* Brief
Count the lines in the data below that contain the string "Objective", treating uppercase and lowercase as different, and reply with only that number.

* Saved entries
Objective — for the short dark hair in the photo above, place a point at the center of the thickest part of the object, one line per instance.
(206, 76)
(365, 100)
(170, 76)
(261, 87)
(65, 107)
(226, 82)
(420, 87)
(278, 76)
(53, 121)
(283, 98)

* The answer
1